*** Text passage Section Begins ***
By Piper Castillo; September 25, 2011


At first, Gillies followed her acting bug. She is recognized for her role as Kathy Stabler on Law and Order: Special Victims Unit. It wasn't until she divorced her first husband that she realized her penchant for writing. In her first memoir, Happens Every Day, the native New Yorker wrote about the dissolution of the marriage. In her second, A Year and Six Seconds, released in August, she continues her story, sharing her trials as a single mom and ultimately how she falls in love again. Gillies spoke to us by phone from her home in New York, where she lives with her two sons, stepdaughter and husband, Peter Lattman.
What's on your nightstand?
I just started The Sisters: The Saga of the Mitford Family by Mary S. Lovell. I also have The Kitchen Diaries: A Year in the Kitchen With Nigel Slater, which is fabulous. I like to read books like his and cookbooks when I can't sleep.

Wait a minute, you typically keep cookbooks on your nightstand?
Yes. They slow me down and relax me, like The Art of Simple Food by Alice Waters and the
New Yorker cookbook, Secret Ingredients.

When you read a memoir like Kitchen Diaries, do you find yourself critiquing it?
Not critiquing. I've always liked the idea of memoirs, going into someone else's life, going through someone else's day and getting out of your own head.

Was there a memoir that got you excited about writing in the genre?
It was a long time ago: Angela's Ashes by Frank McCourt. It was a great story that was lasting, and I loved it so much. I also love Nora Ephron. I gobble up everything she writes. Also, I love Anthony Bourdain, very irreverent and funny.
*** Text passage Section Ends ***
*** Material shown Section Begins ***
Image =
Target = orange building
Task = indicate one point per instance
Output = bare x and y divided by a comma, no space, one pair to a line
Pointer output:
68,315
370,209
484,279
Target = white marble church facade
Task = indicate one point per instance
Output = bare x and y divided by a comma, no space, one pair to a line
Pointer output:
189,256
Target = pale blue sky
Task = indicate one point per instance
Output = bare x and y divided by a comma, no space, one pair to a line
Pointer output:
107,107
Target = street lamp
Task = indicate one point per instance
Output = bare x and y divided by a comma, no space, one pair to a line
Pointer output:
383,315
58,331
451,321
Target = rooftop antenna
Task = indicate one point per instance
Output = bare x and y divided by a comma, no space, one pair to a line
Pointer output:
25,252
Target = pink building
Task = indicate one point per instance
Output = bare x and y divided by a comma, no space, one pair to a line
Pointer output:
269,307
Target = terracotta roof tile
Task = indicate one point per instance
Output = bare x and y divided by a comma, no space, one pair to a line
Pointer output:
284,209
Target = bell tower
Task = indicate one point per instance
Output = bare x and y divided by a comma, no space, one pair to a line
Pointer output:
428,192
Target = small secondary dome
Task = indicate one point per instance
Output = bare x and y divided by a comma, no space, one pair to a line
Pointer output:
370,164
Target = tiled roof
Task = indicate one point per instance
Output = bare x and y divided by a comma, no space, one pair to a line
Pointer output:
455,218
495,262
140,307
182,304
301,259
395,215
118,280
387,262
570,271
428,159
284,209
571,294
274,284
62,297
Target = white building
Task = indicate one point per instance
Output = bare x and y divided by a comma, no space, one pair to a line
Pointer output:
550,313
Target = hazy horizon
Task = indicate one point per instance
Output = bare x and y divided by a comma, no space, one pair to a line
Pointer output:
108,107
*** Material shown Section Ends ***
*** Material shown Section Begins ***
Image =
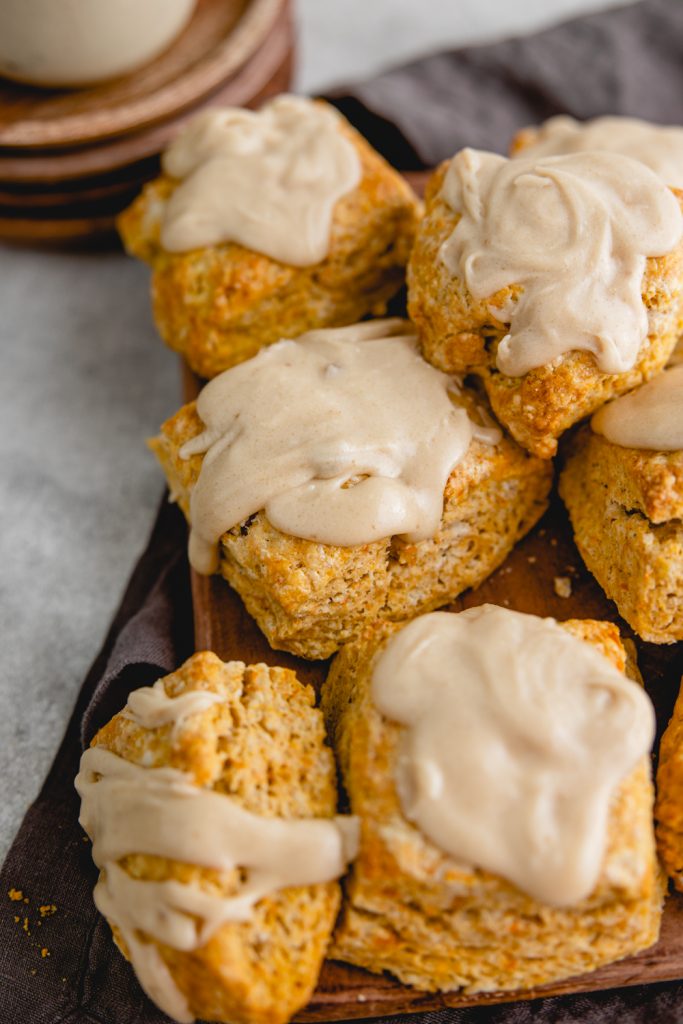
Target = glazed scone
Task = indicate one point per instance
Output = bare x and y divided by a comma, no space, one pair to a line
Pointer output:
*** Material shown Section Ends ***
*** Material shown Section Begins ***
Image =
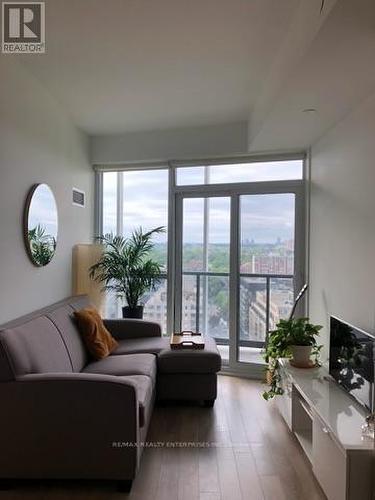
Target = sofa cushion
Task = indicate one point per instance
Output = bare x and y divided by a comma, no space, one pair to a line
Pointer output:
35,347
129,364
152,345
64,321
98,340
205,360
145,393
*** Material shown Section Ends ***
→ **Activity 1**: From the Gillies interview, please copy the passage starting at "I just started" and ending at "your own head.".
→ **Activity 2**: Decide whether each statement agrees with the Gillies interview. Answer yes or no, and quote the deciding words of the interview. (a) Gillies reads cookbooks when she can't sleep. (b) Her first memoir is titled A Year and Six Seconds. (c) She says she critiques memoirs like Kitchen Diaries when she reads them.

→ **Output 1**:
I just started The Sisters: The Saga of the Mitford Family by Mary S. Lovell. I also have The Kitchen Diaries: A Year in the Kitchen With Nigel Slater, which is fabulous. I like to read books like his and cookbooks when I can't sleep.

Wait a minute, you typically keep cookbooks on your nightstand?
Yes. They slow me down and relax me, like The Art of Simple Food by Alice Waters and the
New Yorker cookbook, Secret Ingredients.

When you read a memoir like Kitchen Diaries, do you find yourself critiquing it?
Not critiquing. I've always liked the idea of memoirs, going into someone else's life, going through someone else's day and getting out of your own head.

→ **Output 2**:
(a) Yes: "I like to read books like his and cookbooks when I can't sleep."
(b) No: "In her first memoir, Happens Every Day, the native New Yorker wrote about the dissolution of the marriage."
(c) No: "Not critiquing."